··· Exercise data
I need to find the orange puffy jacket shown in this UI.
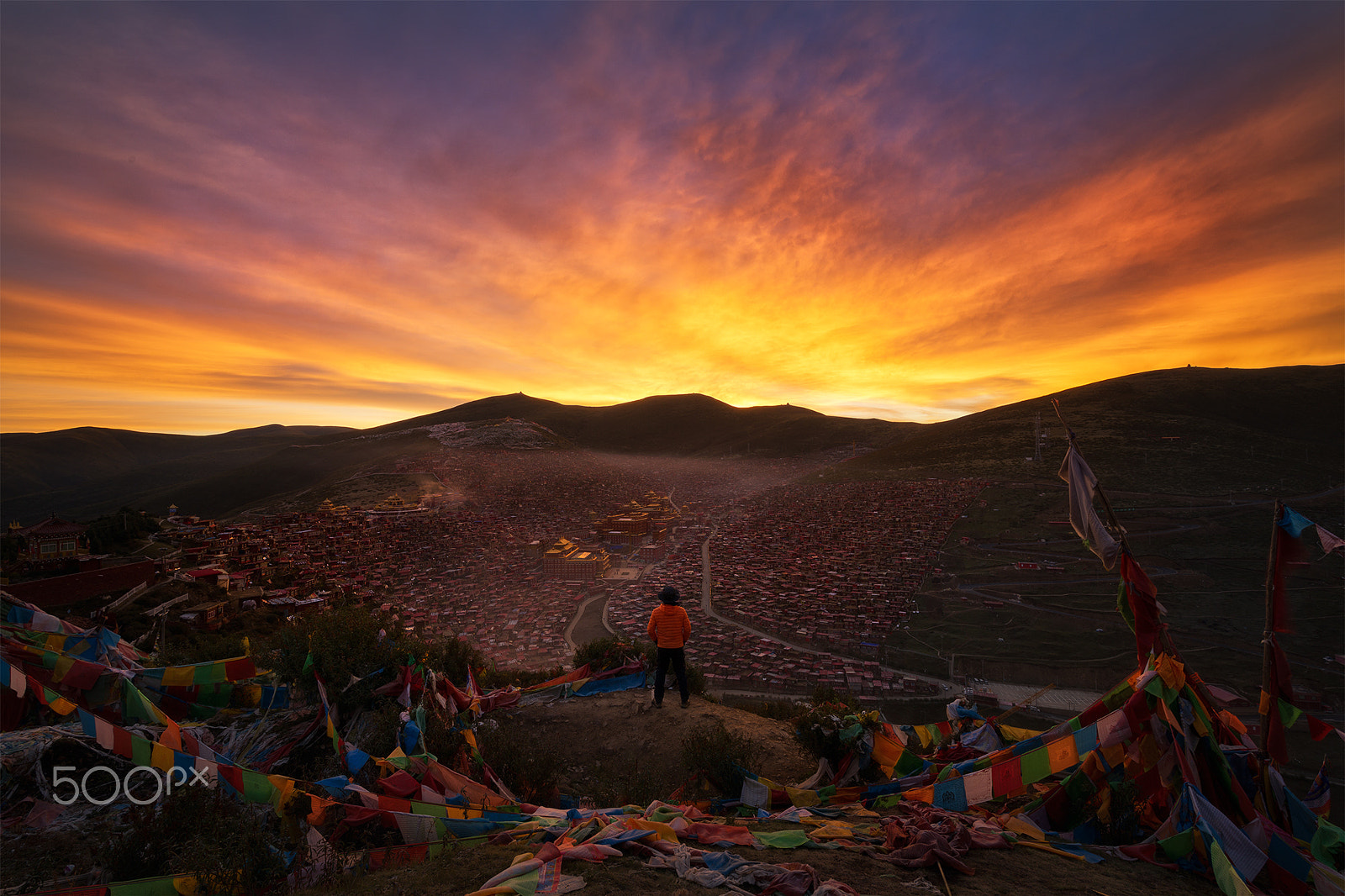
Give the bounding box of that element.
[647,604,691,647]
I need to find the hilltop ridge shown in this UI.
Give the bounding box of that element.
[0,365,1345,524]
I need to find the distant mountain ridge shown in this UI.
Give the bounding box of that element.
[0,365,1345,524]
[0,393,921,524]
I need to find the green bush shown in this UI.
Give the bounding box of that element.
[682,719,764,797]
[473,724,561,804]
[794,688,856,767]
[574,635,647,672]
[103,787,285,894]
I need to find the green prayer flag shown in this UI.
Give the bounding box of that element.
[1279,699,1303,728]
[752,829,810,849]
[1209,838,1253,896]
[1313,818,1345,867]
[130,735,155,766]
[242,768,276,804]
[1158,827,1195,861]
[1020,746,1051,784]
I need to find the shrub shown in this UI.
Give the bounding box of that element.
[103,787,285,893]
[682,719,762,797]
[574,635,646,672]
[794,685,856,767]
[476,724,561,804]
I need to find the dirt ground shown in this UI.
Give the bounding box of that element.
[487,689,816,797]
[308,690,1219,896]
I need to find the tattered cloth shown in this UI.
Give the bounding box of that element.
[874,802,1013,874]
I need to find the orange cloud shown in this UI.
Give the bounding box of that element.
[0,7,1345,432]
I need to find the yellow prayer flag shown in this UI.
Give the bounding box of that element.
[47,696,76,716]
[901,786,933,804]
[164,666,197,688]
[51,655,76,683]
[1047,736,1079,772]
[784,787,822,809]
[150,741,173,771]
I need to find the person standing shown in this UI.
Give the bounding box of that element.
[647,585,691,709]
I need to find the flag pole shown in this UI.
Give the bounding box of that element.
[1051,398,1134,557]
[1256,498,1284,756]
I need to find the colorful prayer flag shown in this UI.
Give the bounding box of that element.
[1303,756,1332,818]
[1058,441,1119,569]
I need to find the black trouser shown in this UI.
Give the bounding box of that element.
[654,647,691,704]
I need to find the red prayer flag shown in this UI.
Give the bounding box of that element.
[1269,507,1303,632]
[224,656,257,681]
[1121,551,1161,668]
[990,756,1022,797]
[112,725,133,759]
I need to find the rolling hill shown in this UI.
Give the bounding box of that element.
[0,365,1345,524]
[832,365,1345,495]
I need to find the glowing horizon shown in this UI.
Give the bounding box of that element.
[0,3,1345,435]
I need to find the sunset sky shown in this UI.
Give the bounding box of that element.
[0,3,1345,433]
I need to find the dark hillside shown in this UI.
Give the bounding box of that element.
[0,425,355,524]
[836,365,1345,495]
[367,393,920,457]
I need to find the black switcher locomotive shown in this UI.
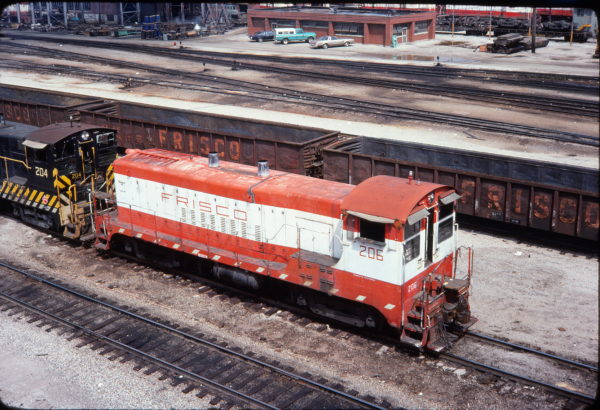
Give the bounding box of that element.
[0,122,117,241]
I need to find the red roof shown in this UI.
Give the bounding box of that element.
[342,175,453,223]
[114,149,453,223]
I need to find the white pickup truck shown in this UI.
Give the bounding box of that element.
[310,36,354,48]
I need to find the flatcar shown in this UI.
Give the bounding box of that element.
[94,149,476,351]
[0,122,117,241]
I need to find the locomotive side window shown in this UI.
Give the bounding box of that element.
[360,218,385,242]
[96,132,115,146]
[55,139,75,158]
[404,234,421,263]
[437,202,454,243]
[438,218,452,243]
[31,149,46,162]
[404,220,421,239]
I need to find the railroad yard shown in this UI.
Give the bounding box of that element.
[0,23,599,409]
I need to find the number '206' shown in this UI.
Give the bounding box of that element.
[359,245,383,261]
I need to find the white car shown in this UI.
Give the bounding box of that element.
[310,36,354,48]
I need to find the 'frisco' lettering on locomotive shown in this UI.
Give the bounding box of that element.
[160,192,248,222]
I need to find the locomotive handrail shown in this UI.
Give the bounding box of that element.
[0,155,31,178]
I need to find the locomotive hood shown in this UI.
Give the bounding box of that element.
[341,175,454,224]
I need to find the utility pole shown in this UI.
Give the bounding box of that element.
[530,7,537,54]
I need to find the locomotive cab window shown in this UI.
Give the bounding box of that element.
[359,218,385,242]
[404,220,421,263]
[55,139,75,158]
[439,202,454,220]
[96,132,115,147]
[438,202,454,243]
[28,149,48,162]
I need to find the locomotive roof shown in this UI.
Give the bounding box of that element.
[342,175,442,223]
[27,122,106,144]
[114,149,453,223]
[114,149,353,218]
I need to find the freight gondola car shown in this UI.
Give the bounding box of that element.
[0,122,117,241]
[95,149,474,351]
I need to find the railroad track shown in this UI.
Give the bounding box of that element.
[5,33,600,118]
[2,43,600,147]
[440,331,598,404]
[5,33,599,92]
[0,262,390,409]
[0,227,597,407]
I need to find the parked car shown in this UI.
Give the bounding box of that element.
[310,36,354,48]
[275,27,317,44]
[248,31,275,43]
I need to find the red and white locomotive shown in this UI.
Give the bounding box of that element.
[96,149,475,351]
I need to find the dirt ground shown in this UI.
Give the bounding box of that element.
[0,213,598,408]
[0,30,600,168]
[0,27,599,409]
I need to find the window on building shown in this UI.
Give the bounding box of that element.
[393,23,410,36]
[404,235,421,263]
[360,218,385,242]
[300,20,329,30]
[270,19,296,28]
[415,20,431,34]
[333,23,364,36]
[438,217,452,243]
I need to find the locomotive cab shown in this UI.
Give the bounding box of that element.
[342,176,474,351]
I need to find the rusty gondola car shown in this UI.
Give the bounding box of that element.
[0,85,600,241]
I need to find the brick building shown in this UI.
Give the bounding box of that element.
[248,6,436,46]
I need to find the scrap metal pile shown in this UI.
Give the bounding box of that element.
[487,33,549,54]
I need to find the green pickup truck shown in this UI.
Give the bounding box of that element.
[274,28,317,44]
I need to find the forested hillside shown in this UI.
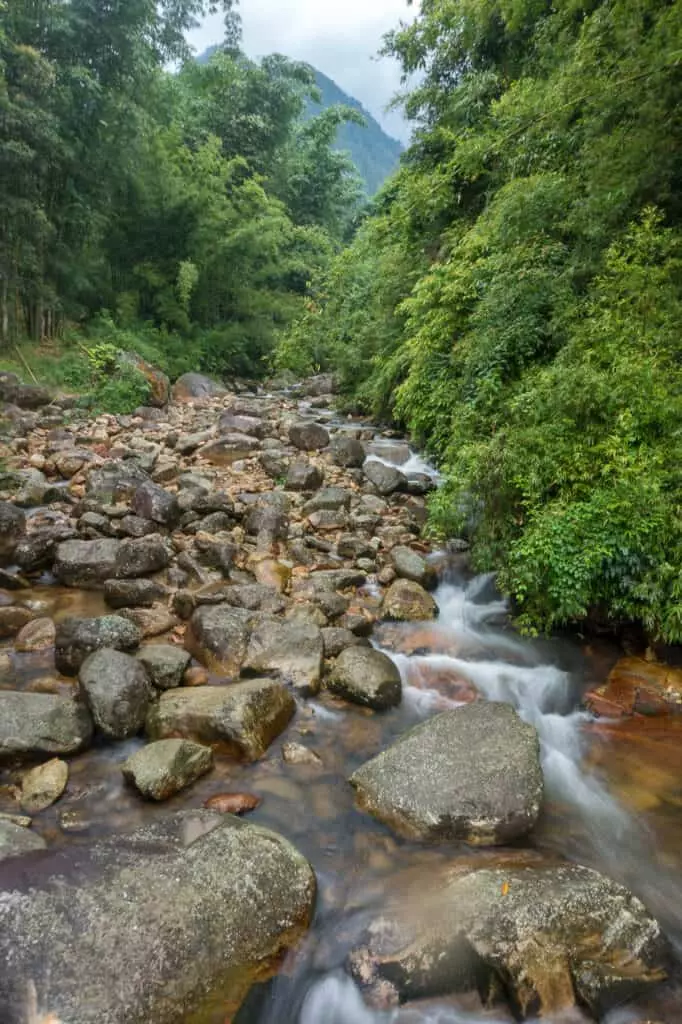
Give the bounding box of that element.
[280,0,682,642]
[0,0,361,385]
[306,71,402,196]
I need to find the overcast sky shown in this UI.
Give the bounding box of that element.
[189,0,415,140]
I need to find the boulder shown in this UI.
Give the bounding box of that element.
[242,618,324,695]
[146,679,296,761]
[0,811,315,1024]
[197,433,260,466]
[22,758,69,814]
[391,545,437,590]
[289,422,329,452]
[78,648,152,739]
[381,580,438,623]
[54,615,142,676]
[104,580,166,608]
[364,459,408,495]
[327,647,402,711]
[332,436,365,469]
[184,604,258,678]
[132,480,181,529]
[121,739,213,801]
[350,851,669,1020]
[285,459,325,490]
[52,539,121,588]
[350,701,543,846]
[0,821,47,860]
[137,643,191,690]
[171,374,226,401]
[0,502,26,564]
[0,690,92,759]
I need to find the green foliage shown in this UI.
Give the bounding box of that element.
[292,0,682,642]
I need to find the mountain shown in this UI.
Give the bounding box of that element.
[306,68,403,196]
[197,46,403,196]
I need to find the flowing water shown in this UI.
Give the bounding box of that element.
[0,425,682,1024]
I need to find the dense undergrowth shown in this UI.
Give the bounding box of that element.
[279,0,682,642]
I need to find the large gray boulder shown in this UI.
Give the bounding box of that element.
[0,811,315,1024]
[289,422,329,452]
[146,679,296,761]
[364,459,408,495]
[350,701,543,846]
[242,618,325,696]
[350,851,668,1020]
[54,615,142,676]
[121,739,213,800]
[78,648,152,739]
[327,647,402,711]
[0,690,92,759]
[184,604,258,678]
[0,502,26,565]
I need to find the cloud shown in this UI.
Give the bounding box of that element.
[183,0,415,139]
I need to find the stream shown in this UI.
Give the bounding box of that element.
[0,389,682,1024]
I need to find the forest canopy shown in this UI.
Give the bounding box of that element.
[279,0,682,642]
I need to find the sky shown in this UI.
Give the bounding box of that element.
[189,0,415,141]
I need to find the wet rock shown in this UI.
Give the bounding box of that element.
[391,545,437,590]
[285,459,325,490]
[198,433,260,466]
[364,459,408,495]
[171,374,226,401]
[204,793,262,814]
[0,821,47,860]
[22,758,69,814]
[585,657,682,718]
[86,459,150,505]
[146,679,295,761]
[350,700,543,846]
[78,648,152,739]
[53,539,121,588]
[321,626,367,657]
[282,743,323,768]
[121,739,213,801]
[242,618,324,695]
[0,502,26,564]
[218,413,266,439]
[54,615,141,676]
[0,811,315,1024]
[381,580,438,623]
[332,436,365,469]
[14,618,56,653]
[289,423,329,452]
[327,647,402,711]
[350,853,668,1020]
[0,690,92,759]
[184,604,257,678]
[132,480,180,529]
[104,580,166,608]
[137,643,191,690]
[0,604,34,640]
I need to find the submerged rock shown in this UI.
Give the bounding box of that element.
[78,648,152,739]
[350,704,543,846]
[381,580,438,623]
[0,690,92,759]
[121,739,213,800]
[350,852,668,1020]
[0,811,315,1024]
[327,647,402,711]
[146,679,296,761]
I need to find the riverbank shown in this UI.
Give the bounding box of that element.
[0,376,682,1024]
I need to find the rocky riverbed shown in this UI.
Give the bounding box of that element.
[0,375,682,1024]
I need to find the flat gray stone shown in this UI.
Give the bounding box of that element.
[350,701,543,846]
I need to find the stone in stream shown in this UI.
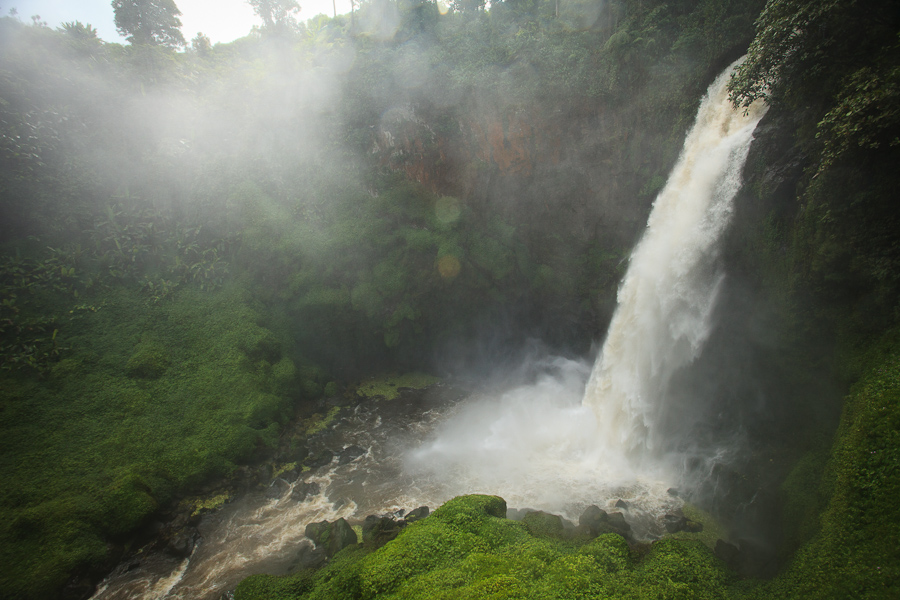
······
**What is required**. Repeat the lines of the data verbatim, starting at the line containing "I need to find the green bush" and ending at the line containing "[1020,746,1051,784]", with both of those lines included.

**Solution to this task**.
I need to find the green bush shown in this UI.
Give the bounding box of that element.
[682,719,764,797]
[473,724,561,804]
[794,688,856,767]
[574,635,647,672]
[103,787,285,894]
I need to find the green prayer flag shown in this UI.
Give the bounding box of that element.
[1279,699,1303,728]
[752,829,810,849]
[1209,838,1253,896]
[1313,818,1345,867]
[130,735,155,766]
[242,768,276,804]
[1158,827,1195,861]
[1020,746,1051,784]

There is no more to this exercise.